Diário das Imagens em Movimento: «O Irlandês» de Martin Scorcese


É um dos acontecimentos cinematográficos deste segundo semestre do ano: a apresentação de «The Irishman», o mais recente filme de Martin Scorcese, só disponível para os assinantes da Netflix, mas que foi agora estreado no Festival de Cinema de Nova Iorque.
Quem o viu assinalou o regresso, quase trinta anos depois, ao universo de «Tudo Bons Rapazes», reencontrando-se Robert de Niro e Joe Pesci imersos nas suas atividades do crime organizado, um como o homicida conhecido por pintar as casas de vermelho com o sangue das suas vítimas e o outro como chefe da família Bufalino, que tomara aquele sob sua proteção, quando viera da Segunda Guerra Mundial e outro saber não tinha para além do que o levara a despachar um substancial numero de inimigos na frente italiana.

_Listagem fornecida_.
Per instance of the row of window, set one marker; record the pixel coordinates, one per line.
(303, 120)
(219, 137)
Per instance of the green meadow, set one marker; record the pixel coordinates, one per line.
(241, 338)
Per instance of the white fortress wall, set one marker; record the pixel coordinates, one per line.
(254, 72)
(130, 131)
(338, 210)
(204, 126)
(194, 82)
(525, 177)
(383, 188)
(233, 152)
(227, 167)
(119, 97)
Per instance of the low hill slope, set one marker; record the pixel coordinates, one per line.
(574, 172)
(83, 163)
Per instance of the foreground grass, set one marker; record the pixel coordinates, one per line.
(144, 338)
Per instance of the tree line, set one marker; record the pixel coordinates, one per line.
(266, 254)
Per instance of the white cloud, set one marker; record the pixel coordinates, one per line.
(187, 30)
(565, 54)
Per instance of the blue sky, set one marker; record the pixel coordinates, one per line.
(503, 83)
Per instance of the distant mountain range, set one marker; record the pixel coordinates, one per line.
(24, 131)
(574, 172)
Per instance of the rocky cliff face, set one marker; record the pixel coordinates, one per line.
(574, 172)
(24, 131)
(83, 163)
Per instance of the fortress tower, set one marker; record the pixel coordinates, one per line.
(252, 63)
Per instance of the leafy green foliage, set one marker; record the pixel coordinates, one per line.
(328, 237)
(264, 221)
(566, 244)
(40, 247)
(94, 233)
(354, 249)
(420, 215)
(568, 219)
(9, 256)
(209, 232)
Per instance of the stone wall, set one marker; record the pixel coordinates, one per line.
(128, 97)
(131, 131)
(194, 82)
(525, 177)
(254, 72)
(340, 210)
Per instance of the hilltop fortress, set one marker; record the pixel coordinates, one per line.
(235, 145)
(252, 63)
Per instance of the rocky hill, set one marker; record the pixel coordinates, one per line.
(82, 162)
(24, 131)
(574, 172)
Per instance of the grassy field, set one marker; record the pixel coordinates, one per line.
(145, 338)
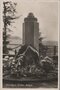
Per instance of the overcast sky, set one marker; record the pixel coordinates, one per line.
(45, 12)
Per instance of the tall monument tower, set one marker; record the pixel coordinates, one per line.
(31, 31)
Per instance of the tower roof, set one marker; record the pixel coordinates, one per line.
(30, 15)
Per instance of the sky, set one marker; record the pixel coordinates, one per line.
(45, 12)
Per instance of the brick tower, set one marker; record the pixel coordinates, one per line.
(31, 31)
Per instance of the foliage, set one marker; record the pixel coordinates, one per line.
(9, 14)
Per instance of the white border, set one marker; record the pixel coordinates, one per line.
(1, 49)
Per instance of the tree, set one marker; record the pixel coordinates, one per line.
(9, 14)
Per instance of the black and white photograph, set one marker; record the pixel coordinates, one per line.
(30, 44)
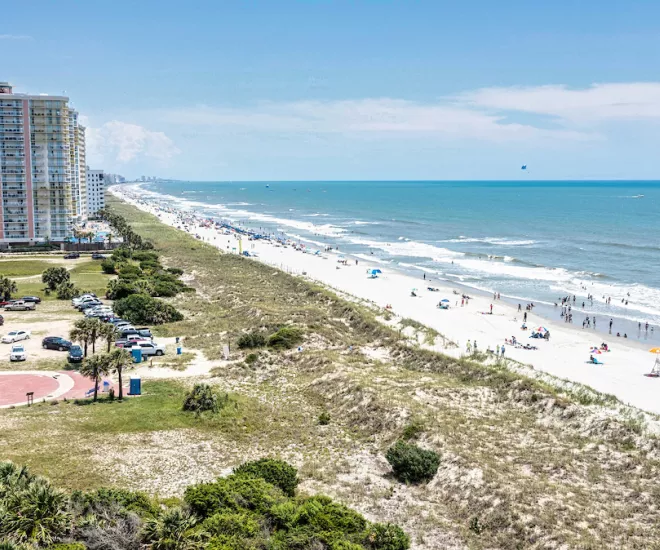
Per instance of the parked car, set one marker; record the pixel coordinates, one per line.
(85, 300)
(18, 353)
(15, 336)
(75, 354)
(20, 305)
(130, 340)
(148, 348)
(56, 342)
(141, 332)
(88, 305)
(85, 297)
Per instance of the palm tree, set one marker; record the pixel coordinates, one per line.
(80, 333)
(7, 287)
(109, 333)
(94, 325)
(119, 358)
(96, 367)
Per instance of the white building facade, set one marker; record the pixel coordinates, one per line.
(95, 191)
(37, 167)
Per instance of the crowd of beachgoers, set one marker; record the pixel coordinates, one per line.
(473, 322)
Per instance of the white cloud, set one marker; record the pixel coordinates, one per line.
(599, 102)
(122, 142)
(382, 117)
(15, 37)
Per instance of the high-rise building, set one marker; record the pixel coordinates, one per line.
(78, 170)
(37, 167)
(95, 191)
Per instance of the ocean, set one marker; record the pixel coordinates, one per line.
(530, 241)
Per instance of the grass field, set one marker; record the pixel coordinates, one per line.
(523, 465)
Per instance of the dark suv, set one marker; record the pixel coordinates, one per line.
(75, 354)
(55, 342)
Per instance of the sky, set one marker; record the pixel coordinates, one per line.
(350, 90)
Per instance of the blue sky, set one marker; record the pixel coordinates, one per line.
(280, 89)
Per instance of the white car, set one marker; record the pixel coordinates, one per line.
(83, 300)
(18, 353)
(15, 336)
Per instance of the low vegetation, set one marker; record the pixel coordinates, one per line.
(412, 464)
(241, 511)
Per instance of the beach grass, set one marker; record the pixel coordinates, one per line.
(524, 462)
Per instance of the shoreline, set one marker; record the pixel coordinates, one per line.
(565, 355)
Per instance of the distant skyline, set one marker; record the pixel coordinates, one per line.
(350, 90)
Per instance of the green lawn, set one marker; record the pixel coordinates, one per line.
(25, 267)
(86, 275)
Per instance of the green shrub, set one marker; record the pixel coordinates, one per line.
(203, 398)
(233, 524)
(387, 537)
(165, 289)
(251, 340)
(145, 310)
(120, 289)
(233, 493)
(276, 472)
(129, 272)
(54, 276)
(285, 338)
(108, 266)
(412, 464)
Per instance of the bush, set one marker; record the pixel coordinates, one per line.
(276, 472)
(165, 289)
(66, 290)
(251, 340)
(412, 464)
(54, 276)
(202, 398)
(387, 537)
(145, 310)
(120, 289)
(285, 338)
(233, 493)
(108, 266)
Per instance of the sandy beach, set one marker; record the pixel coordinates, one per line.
(564, 355)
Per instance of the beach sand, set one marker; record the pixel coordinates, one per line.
(565, 355)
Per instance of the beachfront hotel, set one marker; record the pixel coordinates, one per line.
(42, 168)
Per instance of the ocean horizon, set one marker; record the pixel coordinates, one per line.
(532, 241)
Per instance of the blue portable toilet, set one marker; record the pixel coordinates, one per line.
(135, 386)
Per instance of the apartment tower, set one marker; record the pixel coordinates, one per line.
(40, 161)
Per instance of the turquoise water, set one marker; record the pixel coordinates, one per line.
(531, 241)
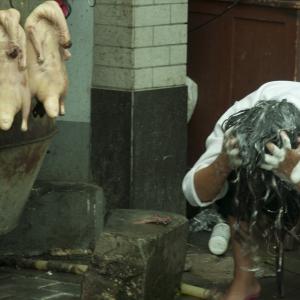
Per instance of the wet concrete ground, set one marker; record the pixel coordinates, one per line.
(198, 244)
(21, 284)
(36, 285)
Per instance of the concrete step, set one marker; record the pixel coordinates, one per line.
(140, 255)
(59, 216)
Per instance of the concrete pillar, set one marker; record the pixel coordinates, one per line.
(138, 111)
(68, 158)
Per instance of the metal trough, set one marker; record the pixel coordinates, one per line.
(21, 156)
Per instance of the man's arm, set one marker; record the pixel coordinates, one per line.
(284, 162)
(209, 181)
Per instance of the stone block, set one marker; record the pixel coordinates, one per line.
(169, 76)
(170, 34)
(151, 57)
(178, 54)
(109, 35)
(151, 15)
(136, 260)
(113, 56)
(111, 77)
(143, 78)
(169, 1)
(57, 216)
(179, 13)
(143, 36)
(113, 14)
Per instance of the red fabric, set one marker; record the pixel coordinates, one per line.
(63, 6)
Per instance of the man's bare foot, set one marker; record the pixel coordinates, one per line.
(242, 289)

_Exercício 1_. Transcreva integralmente o excerto sobre o filme «O Irlandês».
_Exercício 2_. Indique, apenas com o número, quantas linhas da listagem contêm a palavra "wall", distinguindo maiúsculas de minúsculas.

_Resposta 1_.
Diário das Imagens em Movimento: «O Irlandês» de Martin Scorcese


É um dos acontecimentos cinematográficos deste segundo semestre do ano: a apresentação de «The Irishman», o mais recente filme de Martin Scorcese, só disponível para os assinantes da Netflix, mas que foi agora estreado no Festival de Cinema de Nova Iorque.
Quem o viu assinalou o regresso, quase trinta anos depois, ao universo de «Tudo Bons Rapazes», reencontrando-se Robert de Niro e Joe Pesci imersos nas suas atividades do crime organizado, um como o homicida conhecido por pintar as casas de vermelho com o sangue das suas vítimas e o outro como chefe da família Bufalino, que tomara aquele sob sua proteção, quando viera da Segunda Guerra Mundial e outro saber não tinha para além do que o levara a despachar um substancial numero de inimigos na frente italiana.

_Resposta 2_. 2